:: DATASET ::
=== Begin Enclosure ===

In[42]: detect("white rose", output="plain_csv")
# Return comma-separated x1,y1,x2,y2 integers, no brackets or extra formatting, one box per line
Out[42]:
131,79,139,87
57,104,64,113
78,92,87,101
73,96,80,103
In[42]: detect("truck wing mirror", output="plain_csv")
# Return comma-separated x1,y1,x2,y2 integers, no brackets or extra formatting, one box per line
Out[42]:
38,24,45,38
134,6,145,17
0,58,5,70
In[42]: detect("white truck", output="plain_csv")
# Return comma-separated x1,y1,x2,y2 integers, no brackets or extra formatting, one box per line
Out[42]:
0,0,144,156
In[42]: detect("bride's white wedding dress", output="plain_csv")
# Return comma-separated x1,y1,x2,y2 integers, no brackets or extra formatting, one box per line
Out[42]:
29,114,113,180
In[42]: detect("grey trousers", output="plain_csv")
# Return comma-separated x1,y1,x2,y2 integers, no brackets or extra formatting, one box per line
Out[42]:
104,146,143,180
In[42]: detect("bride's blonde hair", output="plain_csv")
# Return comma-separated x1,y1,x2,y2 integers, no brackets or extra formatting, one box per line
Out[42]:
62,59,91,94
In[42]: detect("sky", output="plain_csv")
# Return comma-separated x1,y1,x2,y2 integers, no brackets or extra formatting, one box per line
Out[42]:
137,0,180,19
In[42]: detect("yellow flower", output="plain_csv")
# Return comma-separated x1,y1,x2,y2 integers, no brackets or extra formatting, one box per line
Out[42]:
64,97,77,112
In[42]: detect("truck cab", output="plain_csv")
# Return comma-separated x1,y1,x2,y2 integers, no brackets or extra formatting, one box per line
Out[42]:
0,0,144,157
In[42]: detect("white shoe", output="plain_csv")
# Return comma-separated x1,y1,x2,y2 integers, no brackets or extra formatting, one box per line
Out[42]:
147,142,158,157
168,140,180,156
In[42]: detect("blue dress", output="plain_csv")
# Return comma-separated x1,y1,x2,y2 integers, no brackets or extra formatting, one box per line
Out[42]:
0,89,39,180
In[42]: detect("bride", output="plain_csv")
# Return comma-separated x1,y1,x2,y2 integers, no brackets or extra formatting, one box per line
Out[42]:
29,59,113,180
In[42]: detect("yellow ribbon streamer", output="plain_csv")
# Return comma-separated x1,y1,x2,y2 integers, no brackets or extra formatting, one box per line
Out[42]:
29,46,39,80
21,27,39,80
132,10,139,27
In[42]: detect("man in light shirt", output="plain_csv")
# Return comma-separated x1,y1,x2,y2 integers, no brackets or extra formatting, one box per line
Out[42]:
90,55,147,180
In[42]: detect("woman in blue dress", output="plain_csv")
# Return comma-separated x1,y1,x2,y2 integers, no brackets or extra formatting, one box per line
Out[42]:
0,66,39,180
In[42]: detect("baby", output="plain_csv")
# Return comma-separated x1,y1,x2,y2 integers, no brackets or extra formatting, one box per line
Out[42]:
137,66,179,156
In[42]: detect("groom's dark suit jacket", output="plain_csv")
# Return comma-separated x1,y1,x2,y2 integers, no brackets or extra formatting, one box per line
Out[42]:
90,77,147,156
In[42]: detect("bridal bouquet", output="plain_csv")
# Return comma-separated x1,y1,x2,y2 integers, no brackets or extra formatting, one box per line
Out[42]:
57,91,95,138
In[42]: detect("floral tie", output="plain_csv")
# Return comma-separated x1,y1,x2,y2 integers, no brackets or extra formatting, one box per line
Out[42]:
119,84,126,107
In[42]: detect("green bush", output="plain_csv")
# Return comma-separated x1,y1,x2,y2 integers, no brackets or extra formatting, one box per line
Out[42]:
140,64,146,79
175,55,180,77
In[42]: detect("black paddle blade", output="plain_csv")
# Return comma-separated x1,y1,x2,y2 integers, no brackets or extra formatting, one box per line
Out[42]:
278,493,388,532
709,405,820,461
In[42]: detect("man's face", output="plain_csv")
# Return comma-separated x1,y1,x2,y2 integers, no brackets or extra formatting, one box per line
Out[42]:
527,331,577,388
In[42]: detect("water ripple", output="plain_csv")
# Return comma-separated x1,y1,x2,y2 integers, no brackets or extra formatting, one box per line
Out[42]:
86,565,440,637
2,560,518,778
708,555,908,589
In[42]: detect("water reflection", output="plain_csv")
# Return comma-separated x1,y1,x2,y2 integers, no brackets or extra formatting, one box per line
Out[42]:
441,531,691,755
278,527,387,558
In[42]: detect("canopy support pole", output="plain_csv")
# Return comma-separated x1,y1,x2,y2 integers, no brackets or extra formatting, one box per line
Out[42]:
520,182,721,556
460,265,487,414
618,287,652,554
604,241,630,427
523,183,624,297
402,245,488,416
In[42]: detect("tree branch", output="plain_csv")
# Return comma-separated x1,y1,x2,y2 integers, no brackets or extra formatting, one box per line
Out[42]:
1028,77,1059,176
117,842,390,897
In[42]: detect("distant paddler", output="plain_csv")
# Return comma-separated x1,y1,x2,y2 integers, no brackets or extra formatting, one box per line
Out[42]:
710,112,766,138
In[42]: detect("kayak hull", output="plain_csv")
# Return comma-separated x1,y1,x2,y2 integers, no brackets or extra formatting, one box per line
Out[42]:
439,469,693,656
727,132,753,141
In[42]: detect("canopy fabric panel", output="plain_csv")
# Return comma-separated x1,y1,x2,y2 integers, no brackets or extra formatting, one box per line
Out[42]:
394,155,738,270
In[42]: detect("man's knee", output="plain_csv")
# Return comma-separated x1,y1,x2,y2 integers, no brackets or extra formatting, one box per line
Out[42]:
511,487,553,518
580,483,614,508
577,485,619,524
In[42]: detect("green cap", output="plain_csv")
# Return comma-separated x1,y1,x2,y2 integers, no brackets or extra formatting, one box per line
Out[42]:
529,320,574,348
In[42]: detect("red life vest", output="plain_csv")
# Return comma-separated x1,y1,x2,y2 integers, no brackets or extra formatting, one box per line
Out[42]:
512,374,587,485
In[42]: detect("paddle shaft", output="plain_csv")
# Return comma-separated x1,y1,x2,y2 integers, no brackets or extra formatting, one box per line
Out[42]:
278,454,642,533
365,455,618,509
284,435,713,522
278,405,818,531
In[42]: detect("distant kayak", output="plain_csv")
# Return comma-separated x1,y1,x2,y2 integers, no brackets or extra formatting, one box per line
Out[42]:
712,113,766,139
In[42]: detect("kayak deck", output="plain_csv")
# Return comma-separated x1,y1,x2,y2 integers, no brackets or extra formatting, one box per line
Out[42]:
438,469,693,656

=== End Enclosure ===

For every line in the material above, note whether the word "green" appears, then state the number of lines where it does and nothing else.

2